▸ **DIRECTIONS**
Extract the lines of the records below that begin with the line containing "of the thin" and end with the line containing "141], [32, 249]]", and reproduce them without any change. Include both of those lines.

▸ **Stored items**
· · · · · · ·
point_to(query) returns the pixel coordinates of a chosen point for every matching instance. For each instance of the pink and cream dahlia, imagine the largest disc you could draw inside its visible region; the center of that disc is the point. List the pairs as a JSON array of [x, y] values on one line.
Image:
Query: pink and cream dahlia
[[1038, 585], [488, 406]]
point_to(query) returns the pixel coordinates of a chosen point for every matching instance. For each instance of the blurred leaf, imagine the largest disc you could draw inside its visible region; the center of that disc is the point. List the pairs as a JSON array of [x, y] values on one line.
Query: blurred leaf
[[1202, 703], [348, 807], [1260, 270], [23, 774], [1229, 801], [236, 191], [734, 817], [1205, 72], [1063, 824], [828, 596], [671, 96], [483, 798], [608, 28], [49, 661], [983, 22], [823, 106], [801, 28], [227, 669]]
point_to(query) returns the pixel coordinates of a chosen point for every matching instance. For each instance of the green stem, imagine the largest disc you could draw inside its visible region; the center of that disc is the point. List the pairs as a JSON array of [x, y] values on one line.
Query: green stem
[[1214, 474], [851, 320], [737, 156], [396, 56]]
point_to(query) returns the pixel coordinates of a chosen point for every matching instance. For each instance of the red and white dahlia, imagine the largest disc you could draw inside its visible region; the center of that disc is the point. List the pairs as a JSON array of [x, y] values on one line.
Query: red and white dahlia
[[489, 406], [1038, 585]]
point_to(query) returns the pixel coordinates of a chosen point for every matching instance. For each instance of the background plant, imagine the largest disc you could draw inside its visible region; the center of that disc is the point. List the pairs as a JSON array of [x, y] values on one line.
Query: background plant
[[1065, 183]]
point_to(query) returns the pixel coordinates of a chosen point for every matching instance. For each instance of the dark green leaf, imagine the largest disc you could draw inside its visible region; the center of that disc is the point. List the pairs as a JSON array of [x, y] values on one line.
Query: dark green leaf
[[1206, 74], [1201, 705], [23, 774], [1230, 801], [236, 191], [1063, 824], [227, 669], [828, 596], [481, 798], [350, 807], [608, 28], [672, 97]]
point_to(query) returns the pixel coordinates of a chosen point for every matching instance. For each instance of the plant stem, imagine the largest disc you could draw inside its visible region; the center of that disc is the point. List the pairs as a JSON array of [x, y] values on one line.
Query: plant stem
· · · · · · ·
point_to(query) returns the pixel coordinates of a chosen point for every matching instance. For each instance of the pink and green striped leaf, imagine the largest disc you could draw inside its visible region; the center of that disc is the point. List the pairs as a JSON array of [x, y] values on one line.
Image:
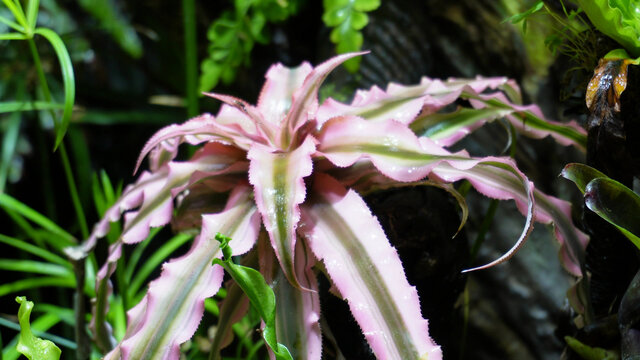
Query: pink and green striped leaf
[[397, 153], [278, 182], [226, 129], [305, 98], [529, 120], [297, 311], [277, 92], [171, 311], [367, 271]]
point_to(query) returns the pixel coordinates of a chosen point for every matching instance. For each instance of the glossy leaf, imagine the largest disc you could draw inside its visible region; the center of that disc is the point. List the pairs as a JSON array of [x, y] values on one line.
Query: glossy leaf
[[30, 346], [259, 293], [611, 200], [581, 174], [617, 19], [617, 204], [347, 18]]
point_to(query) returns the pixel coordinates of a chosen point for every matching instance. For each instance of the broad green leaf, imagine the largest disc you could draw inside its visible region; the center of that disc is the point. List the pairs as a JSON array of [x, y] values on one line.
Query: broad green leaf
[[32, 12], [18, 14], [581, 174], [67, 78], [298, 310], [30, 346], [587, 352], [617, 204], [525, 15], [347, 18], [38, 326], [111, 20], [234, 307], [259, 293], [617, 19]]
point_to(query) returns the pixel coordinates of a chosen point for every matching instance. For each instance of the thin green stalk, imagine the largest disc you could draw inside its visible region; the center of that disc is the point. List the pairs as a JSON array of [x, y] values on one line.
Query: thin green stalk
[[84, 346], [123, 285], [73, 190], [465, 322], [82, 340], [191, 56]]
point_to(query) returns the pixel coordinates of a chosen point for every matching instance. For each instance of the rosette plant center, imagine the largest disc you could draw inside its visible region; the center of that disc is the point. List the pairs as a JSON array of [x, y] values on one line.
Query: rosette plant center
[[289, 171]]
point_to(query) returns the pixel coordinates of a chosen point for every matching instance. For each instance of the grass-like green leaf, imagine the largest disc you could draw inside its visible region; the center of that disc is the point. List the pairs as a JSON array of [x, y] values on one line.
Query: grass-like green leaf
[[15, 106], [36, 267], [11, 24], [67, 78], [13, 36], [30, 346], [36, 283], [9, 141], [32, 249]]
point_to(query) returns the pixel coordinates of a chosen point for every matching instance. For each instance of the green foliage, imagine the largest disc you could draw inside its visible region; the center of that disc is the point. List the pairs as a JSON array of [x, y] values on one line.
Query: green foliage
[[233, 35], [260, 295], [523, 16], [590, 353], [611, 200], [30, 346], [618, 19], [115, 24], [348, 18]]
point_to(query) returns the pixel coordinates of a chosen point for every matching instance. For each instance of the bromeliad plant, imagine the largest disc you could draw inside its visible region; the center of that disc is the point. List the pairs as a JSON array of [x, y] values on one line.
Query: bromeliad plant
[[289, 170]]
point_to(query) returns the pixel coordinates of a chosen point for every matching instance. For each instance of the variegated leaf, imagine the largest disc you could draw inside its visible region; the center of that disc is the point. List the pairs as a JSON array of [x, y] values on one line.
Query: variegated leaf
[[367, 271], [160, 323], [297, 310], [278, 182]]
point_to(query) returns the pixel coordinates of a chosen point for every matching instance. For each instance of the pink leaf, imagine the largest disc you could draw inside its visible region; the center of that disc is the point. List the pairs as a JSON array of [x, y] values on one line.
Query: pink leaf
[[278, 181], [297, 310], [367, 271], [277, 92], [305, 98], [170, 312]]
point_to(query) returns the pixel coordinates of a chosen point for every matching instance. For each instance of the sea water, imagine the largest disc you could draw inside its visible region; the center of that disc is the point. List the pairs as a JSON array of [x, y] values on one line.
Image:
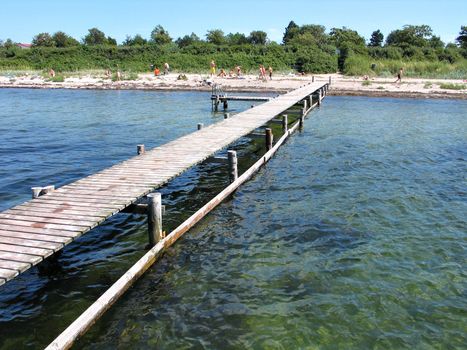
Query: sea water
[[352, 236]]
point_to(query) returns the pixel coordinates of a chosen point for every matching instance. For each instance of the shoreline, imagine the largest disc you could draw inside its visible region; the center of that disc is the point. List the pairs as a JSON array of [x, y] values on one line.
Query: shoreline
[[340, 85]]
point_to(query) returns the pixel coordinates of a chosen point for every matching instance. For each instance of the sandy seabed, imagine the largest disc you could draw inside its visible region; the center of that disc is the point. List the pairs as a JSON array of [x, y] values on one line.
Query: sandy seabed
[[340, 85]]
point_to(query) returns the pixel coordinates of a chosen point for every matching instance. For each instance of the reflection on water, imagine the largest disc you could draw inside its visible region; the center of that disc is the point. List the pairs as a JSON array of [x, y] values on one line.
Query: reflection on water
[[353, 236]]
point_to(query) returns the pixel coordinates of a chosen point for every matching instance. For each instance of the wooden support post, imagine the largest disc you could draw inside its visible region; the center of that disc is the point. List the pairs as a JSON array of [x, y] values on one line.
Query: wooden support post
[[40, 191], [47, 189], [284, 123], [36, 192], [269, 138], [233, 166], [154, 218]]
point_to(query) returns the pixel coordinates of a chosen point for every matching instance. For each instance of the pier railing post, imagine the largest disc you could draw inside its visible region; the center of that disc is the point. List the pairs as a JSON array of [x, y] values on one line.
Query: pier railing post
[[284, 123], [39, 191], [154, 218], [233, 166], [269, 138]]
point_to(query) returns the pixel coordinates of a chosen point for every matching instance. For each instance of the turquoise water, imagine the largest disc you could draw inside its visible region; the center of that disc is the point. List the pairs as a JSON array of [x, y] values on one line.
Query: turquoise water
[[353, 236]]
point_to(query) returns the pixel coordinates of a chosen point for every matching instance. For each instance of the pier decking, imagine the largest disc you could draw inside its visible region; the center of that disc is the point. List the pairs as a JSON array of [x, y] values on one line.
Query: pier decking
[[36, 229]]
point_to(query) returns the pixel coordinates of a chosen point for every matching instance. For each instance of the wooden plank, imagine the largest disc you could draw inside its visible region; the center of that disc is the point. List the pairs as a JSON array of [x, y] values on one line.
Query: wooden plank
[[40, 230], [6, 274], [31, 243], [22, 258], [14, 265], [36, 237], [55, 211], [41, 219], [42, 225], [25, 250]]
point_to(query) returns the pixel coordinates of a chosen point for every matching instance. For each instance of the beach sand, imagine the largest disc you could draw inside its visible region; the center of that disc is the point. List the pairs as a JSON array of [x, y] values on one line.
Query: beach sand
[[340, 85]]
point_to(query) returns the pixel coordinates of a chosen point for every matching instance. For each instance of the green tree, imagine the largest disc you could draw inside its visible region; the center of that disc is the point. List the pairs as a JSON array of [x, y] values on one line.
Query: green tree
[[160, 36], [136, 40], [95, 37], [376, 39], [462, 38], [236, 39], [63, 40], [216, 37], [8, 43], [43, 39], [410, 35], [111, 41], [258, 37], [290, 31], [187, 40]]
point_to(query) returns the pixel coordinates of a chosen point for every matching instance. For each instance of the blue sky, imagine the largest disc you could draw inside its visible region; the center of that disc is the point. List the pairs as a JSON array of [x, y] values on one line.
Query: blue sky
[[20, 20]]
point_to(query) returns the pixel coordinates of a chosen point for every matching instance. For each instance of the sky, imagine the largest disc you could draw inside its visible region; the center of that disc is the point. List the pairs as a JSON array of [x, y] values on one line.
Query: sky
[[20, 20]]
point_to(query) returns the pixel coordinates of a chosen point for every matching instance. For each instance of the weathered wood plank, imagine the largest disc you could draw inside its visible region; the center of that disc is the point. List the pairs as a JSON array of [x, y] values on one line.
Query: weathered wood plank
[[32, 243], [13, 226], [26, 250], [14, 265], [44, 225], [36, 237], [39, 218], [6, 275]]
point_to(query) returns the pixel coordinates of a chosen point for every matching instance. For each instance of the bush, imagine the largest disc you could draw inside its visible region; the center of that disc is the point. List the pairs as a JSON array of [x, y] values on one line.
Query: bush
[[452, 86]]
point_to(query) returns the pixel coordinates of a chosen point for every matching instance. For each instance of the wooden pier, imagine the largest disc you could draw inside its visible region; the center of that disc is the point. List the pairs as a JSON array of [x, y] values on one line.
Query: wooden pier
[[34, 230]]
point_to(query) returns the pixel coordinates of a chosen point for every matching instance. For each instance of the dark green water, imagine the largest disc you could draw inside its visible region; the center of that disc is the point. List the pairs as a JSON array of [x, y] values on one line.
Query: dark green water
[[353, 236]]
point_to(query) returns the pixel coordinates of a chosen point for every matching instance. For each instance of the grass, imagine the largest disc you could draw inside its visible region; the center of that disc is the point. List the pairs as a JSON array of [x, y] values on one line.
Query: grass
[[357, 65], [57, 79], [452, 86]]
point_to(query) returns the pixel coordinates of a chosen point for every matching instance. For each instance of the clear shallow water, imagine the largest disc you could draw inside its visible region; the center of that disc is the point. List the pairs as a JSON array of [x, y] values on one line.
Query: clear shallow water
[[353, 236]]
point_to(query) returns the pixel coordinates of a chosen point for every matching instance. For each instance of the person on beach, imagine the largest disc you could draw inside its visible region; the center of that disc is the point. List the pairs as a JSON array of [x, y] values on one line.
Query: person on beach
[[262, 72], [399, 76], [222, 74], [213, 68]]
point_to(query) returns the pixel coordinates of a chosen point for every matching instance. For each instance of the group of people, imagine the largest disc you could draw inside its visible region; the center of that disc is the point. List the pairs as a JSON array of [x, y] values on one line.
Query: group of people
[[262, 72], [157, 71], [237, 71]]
· · · · · · ·
▸ **RESULT OF THIS TASK**
point_to(query) returns the pixel coordinates of a chosen point for every matching instance. For each instance of the thin green stalk, imagine the largest disc you could draw inside its visible region; the center of that disc is the point. List the pairs as a JSON array of [x, y] values on one line.
Query: thin green stalk
[[84, 346], [123, 285], [73, 190], [465, 322], [82, 340], [191, 56]]
point_to(query) returns the pixel coordinates of a chosen point for every matching instance. For each instance of the rosette plant center, imagine the largest disc you could draw inside its visible region; the center of that disc is the point. List the pairs as a JSON array of [x, y] values on one line.
Query: rosette plant center
[[289, 171]]
point_to(query) returns the pixel coordinates of a chosen point for every matching instance. For each instance of the grass-like green leaf, imagine the largest disc you could draw inside its visible region; the center of that disc is the point. List the pairs as a JSON array of [x, y] values on one line.
Query: grass-like green leaf
[[15, 106], [36, 267], [11, 24], [67, 78], [13, 36], [30, 346], [36, 283], [9, 141], [32, 249]]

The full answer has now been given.